- [SHORT EXERCISE]: Identify every line in the records below that contains the string "woven", and copy each of those lines.

- [Raw records]:
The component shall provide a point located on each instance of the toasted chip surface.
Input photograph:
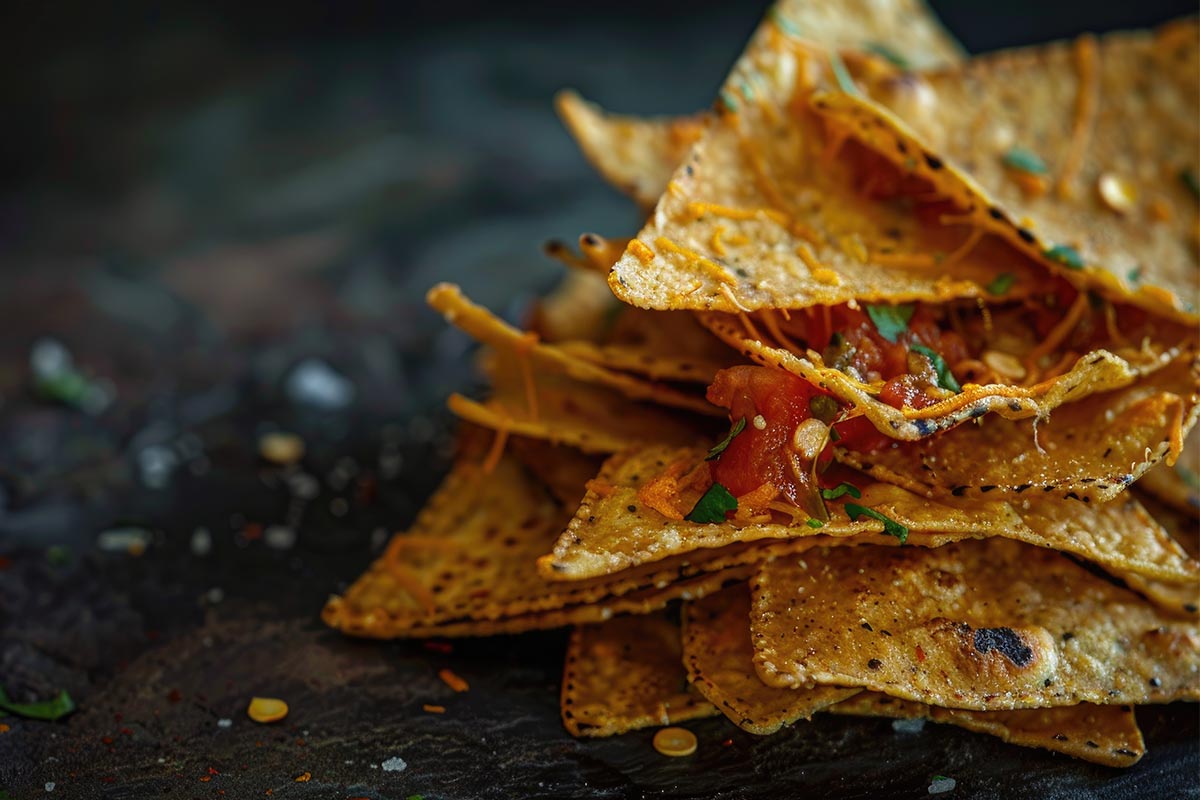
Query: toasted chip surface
(1103, 734)
(981, 625)
(615, 530)
(1116, 112)
(627, 674)
(719, 656)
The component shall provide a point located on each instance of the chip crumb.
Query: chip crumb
(940, 785)
(675, 741)
(453, 680)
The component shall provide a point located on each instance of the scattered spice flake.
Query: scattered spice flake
(888, 54)
(891, 527)
(1067, 256)
(719, 447)
(453, 680)
(1025, 161)
(1001, 283)
(267, 709)
(713, 505)
(675, 741)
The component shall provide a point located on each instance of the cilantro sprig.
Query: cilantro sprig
(713, 505)
(891, 527)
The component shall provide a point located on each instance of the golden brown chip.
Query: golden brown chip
(719, 657)
(627, 674)
(1081, 154)
(766, 212)
(489, 329)
(468, 560)
(982, 625)
(1103, 734)
(1096, 372)
(613, 529)
(1090, 450)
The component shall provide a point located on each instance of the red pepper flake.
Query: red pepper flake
(453, 680)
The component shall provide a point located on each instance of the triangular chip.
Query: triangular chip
(982, 625)
(719, 657)
(1090, 450)
(1081, 154)
(1103, 734)
(627, 674)
(489, 329)
(615, 529)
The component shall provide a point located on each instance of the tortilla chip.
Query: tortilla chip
(1120, 109)
(635, 155)
(627, 674)
(719, 657)
(562, 410)
(484, 326)
(469, 557)
(1102, 734)
(1090, 450)
(615, 530)
(1096, 372)
(979, 625)
(761, 215)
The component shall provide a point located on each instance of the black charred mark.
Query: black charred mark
(1007, 642)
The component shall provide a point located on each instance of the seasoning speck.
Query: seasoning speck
(675, 741)
(267, 709)
(395, 764)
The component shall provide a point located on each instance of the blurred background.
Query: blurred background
(217, 221)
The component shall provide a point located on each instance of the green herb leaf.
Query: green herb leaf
(840, 489)
(719, 447)
(1067, 256)
(945, 377)
(1002, 283)
(891, 320)
(891, 527)
(714, 505)
(887, 53)
(1025, 161)
(52, 709)
(1192, 181)
(843, 74)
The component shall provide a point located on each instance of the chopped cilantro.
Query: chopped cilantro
(1189, 179)
(945, 377)
(888, 54)
(719, 447)
(1025, 161)
(891, 320)
(891, 527)
(1001, 283)
(840, 489)
(1067, 256)
(713, 505)
(53, 709)
(843, 74)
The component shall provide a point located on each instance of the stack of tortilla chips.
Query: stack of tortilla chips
(871, 394)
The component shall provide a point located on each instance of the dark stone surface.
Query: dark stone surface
(202, 206)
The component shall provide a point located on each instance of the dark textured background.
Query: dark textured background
(198, 197)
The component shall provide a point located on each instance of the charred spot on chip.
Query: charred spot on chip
(1005, 641)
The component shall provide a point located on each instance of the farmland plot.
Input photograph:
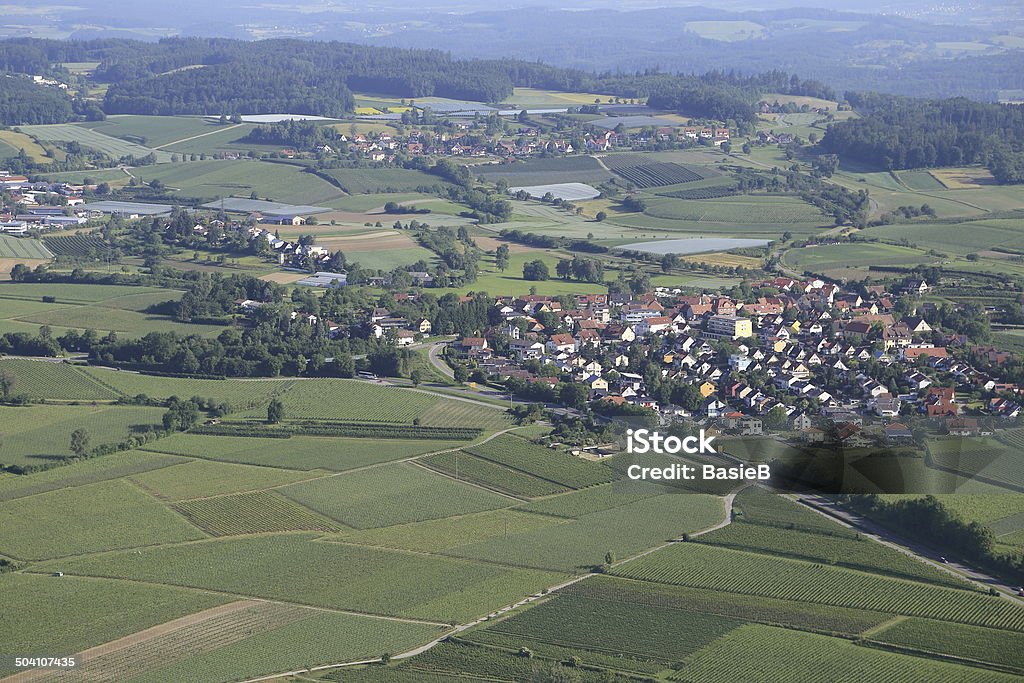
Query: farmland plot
(391, 495)
(112, 146)
(788, 655)
(699, 565)
(90, 518)
(297, 568)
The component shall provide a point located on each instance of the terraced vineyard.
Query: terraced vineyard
(699, 565)
(790, 656)
(547, 464)
(654, 175)
(54, 380)
(76, 245)
(251, 513)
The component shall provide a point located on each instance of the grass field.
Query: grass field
(112, 146)
(970, 642)
(34, 611)
(297, 453)
(391, 495)
(54, 380)
(23, 248)
(296, 568)
(101, 516)
(201, 478)
(699, 565)
(788, 655)
(41, 434)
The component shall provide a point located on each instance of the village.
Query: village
(817, 363)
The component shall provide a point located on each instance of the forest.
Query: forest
(903, 133)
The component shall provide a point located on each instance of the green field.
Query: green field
(112, 146)
(970, 642)
(296, 568)
(213, 178)
(201, 478)
(101, 516)
(41, 434)
(391, 495)
(23, 248)
(34, 611)
(371, 180)
(298, 453)
(699, 565)
(54, 380)
(784, 656)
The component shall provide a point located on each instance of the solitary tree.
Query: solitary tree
(79, 441)
(274, 412)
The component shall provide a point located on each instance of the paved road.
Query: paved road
(920, 551)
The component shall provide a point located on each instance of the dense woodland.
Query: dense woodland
(902, 133)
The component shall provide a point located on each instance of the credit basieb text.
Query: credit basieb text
(640, 441)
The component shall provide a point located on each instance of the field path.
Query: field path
(727, 519)
(185, 139)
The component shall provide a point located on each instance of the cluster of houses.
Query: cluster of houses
(807, 352)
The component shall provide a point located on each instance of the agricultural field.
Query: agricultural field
(582, 545)
(105, 515)
(215, 178)
(545, 171)
(852, 259)
(154, 131)
(365, 401)
(970, 642)
(296, 568)
(112, 146)
(489, 474)
(373, 180)
(391, 495)
(855, 553)
(15, 248)
(41, 434)
(699, 565)
(435, 536)
(784, 655)
(298, 453)
(203, 478)
(105, 609)
(267, 639)
(553, 466)
(54, 380)
(259, 512)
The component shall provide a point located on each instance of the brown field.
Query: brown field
(964, 178)
(7, 263)
(284, 278)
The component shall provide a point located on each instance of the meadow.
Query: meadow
(35, 610)
(298, 453)
(788, 655)
(391, 495)
(112, 146)
(699, 565)
(95, 517)
(41, 434)
(296, 568)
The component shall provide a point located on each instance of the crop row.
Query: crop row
(699, 565)
(544, 463)
(653, 175)
(76, 245)
(251, 513)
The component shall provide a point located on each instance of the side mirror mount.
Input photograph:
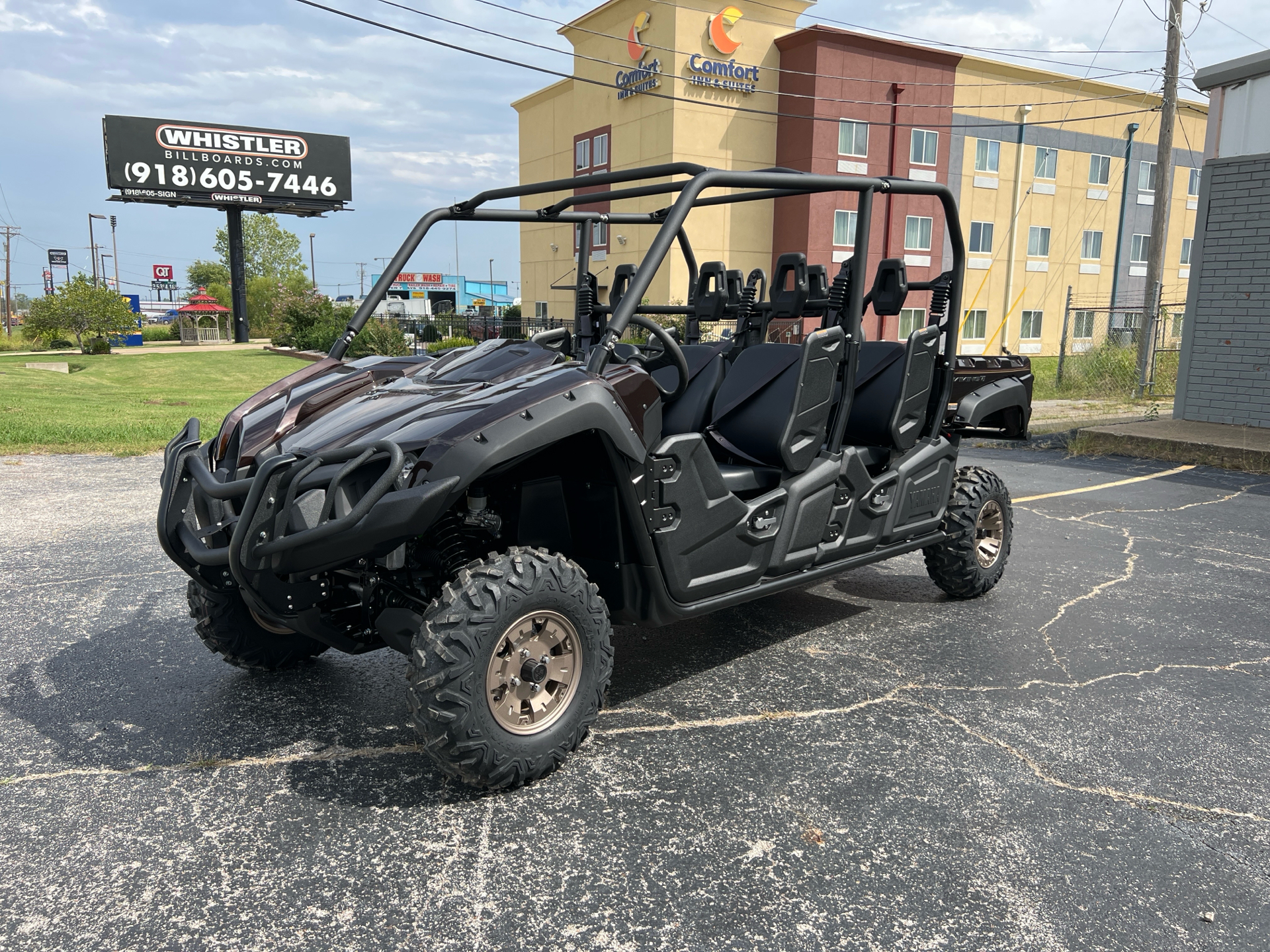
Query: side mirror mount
(890, 287)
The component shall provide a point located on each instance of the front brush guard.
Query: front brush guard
(254, 542)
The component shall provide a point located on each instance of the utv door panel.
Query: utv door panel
(810, 500)
(923, 487)
(706, 547)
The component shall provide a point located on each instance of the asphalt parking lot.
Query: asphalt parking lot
(1078, 761)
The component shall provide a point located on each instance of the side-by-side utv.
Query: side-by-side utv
(492, 512)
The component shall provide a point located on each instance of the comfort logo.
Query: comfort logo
(719, 24)
(634, 48)
(232, 141)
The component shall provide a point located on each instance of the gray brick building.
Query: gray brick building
(1224, 370)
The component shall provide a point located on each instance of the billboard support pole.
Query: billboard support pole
(238, 276)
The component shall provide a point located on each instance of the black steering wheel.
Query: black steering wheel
(669, 356)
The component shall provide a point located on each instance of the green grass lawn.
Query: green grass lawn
(125, 405)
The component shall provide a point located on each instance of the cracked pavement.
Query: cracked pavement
(1076, 761)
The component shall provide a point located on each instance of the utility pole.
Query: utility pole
(114, 248)
(1015, 201)
(1164, 194)
(92, 244)
(9, 231)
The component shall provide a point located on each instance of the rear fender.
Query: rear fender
(990, 399)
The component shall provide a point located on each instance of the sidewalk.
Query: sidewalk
(153, 347)
(1245, 448)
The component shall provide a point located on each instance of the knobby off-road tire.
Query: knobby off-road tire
(980, 521)
(464, 643)
(226, 626)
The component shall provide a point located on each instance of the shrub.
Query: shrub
(448, 344)
(379, 337)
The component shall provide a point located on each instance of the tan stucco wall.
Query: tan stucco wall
(648, 130)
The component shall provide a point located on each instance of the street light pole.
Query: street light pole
(114, 248)
(92, 243)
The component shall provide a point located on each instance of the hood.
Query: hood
(408, 400)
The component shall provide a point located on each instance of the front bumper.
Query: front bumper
(252, 536)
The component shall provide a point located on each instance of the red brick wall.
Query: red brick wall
(840, 66)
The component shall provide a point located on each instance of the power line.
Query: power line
(687, 80)
(1003, 51)
(671, 97)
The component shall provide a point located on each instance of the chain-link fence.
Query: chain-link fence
(1099, 350)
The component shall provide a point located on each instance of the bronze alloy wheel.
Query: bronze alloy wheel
(988, 532)
(532, 673)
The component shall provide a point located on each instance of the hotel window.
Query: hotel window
(591, 151)
(981, 237)
(1091, 245)
(845, 229)
(853, 138)
(976, 325)
(987, 155)
(1047, 163)
(1082, 325)
(917, 234)
(1100, 169)
(925, 147)
(1038, 241)
(911, 319)
(1146, 177)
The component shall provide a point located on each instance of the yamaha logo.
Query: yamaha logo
(232, 141)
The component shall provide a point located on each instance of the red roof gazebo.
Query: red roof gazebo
(201, 305)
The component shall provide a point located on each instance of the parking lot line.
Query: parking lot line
(1104, 485)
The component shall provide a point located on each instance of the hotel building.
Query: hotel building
(1037, 159)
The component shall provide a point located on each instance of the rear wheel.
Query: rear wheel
(509, 668)
(980, 521)
(229, 627)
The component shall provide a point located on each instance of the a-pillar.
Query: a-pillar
(238, 276)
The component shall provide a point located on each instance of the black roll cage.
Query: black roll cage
(765, 184)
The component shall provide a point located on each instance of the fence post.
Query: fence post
(1062, 340)
(1146, 356)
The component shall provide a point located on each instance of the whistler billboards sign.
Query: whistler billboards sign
(210, 164)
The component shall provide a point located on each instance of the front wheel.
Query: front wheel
(509, 668)
(237, 634)
(980, 522)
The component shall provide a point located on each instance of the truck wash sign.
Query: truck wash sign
(210, 164)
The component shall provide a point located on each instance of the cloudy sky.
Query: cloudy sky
(426, 124)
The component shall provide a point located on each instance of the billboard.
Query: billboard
(165, 161)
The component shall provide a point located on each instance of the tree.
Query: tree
(269, 249)
(80, 309)
(204, 274)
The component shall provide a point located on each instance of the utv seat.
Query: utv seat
(893, 385)
(771, 412)
(706, 372)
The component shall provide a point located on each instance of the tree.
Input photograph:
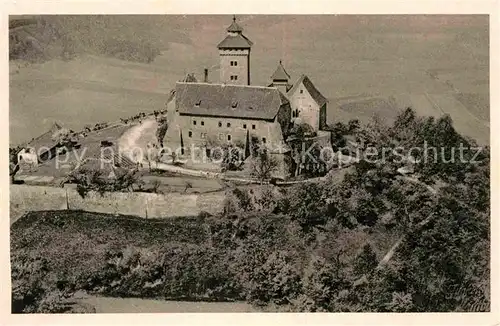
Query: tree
(162, 130)
(263, 166)
(366, 261)
(13, 162)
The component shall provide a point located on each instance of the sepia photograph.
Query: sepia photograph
(249, 163)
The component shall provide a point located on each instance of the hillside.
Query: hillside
(436, 64)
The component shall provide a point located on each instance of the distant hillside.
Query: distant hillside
(41, 38)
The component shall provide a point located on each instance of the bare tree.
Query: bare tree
(263, 166)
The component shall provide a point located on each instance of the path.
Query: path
(137, 138)
(136, 305)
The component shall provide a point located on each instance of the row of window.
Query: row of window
(203, 135)
(227, 124)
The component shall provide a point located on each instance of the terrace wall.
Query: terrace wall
(24, 198)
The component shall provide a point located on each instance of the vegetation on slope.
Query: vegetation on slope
(375, 241)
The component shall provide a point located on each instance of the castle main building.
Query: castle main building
(233, 110)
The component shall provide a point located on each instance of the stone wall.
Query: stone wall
(24, 198)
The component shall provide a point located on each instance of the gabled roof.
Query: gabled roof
(313, 91)
(190, 78)
(238, 41)
(236, 101)
(280, 73)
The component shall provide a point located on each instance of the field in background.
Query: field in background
(364, 65)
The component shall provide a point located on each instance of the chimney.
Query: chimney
(205, 79)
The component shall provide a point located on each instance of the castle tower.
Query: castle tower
(234, 53)
(280, 79)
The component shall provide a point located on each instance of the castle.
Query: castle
(234, 110)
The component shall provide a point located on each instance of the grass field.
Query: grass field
(409, 58)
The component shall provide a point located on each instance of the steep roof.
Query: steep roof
(313, 91)
(237, 101)
(190, 78)
(280, 73)
(234, 27)
(238, 41)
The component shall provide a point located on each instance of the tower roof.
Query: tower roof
(280, 73)
(239, 41)
(234, 27)
(235, 38)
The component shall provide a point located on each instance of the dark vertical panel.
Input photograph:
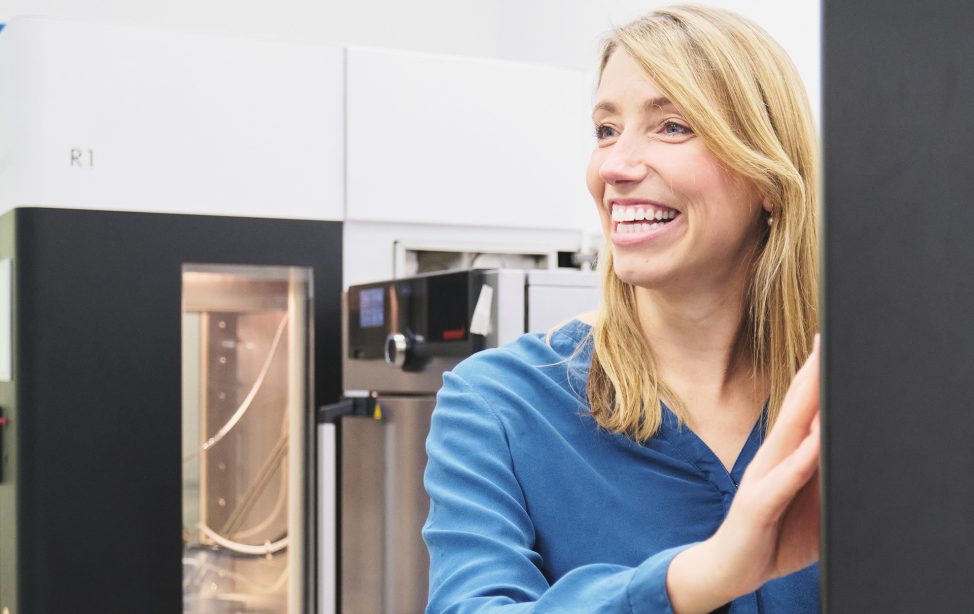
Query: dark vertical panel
(899, 201)
(99, 317)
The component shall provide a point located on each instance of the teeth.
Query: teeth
(621, 213)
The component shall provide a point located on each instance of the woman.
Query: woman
(602, 468)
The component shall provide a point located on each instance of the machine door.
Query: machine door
(384, 562)
(246, 408)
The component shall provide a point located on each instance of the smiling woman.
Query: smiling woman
(661, 455)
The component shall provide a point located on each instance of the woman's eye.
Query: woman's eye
(603, 132)
(675, 129)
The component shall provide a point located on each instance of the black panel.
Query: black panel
(99, 391)
(899, 151)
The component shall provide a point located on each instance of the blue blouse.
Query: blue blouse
(534, 508)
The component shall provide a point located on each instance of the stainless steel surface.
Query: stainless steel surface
(384, 560)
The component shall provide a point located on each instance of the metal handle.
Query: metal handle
(397, 348)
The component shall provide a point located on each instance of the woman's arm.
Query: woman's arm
(481, 538)
(772, 528)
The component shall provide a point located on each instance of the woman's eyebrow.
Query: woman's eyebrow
(657, 103)
(653, 104)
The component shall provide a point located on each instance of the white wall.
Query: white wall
(557, 32)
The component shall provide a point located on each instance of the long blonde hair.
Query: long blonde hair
(743, 97)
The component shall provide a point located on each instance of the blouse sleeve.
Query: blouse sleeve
(480, 535)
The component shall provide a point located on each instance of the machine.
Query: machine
(104, 318)
(398, 339)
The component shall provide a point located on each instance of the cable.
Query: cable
(266, 549)
(237, 415)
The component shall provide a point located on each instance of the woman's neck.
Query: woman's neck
(697, 344)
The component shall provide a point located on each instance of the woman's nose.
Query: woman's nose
(623, 164)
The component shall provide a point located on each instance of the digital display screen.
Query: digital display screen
(372, 307)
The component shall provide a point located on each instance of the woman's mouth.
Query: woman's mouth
(642, 218)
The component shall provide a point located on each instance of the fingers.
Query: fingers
(783, 482)
(798, 410)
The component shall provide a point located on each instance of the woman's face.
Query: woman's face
(674, 214)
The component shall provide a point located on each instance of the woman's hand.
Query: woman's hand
(772, 527)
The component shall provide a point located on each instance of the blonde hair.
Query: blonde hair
(743, 97)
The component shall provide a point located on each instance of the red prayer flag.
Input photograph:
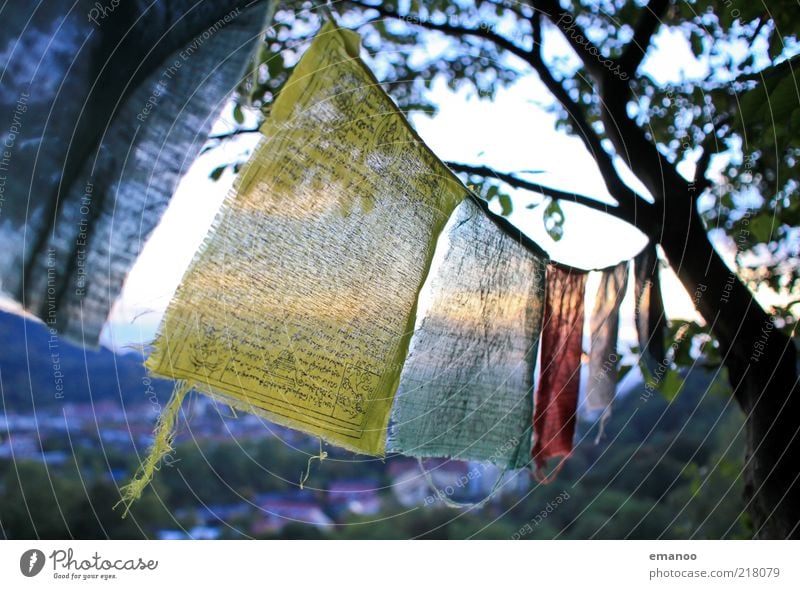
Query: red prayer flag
(556, 399)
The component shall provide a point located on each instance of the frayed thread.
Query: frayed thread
(163, 436)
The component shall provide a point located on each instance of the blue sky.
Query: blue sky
(513, 133)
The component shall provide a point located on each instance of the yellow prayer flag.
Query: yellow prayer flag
(301, 302)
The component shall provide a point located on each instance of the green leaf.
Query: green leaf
(216, 173)
(554, 220)
(238, 115)
(505, 203)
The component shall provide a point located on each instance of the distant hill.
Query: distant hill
(39, 371)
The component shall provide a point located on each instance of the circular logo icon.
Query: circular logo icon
(31, 562)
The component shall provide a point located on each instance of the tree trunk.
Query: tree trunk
(762, 368)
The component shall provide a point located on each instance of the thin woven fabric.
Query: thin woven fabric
(649, 307)
(301, 303)
(556, 399)
(466, 389)
(603, 357)
(108, 116)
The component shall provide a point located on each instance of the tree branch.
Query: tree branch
(554, 193)
(598, 65)
(631, 204)
(234, 133)
(646, 26)
(485, 33)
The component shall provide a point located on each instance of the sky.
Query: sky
(513, 133)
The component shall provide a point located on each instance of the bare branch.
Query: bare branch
(485, 33)
(232, 134)
(598, 65)
(629, 202)
(554, 193)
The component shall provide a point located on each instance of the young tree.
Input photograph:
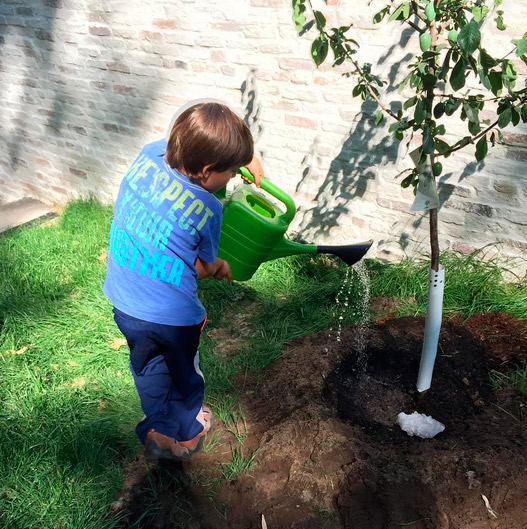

- [RESPONSE TO THE EXERCISE]:
The component shall provide a point located on each instance of the thin woven fabric.
Query: thin woven fabric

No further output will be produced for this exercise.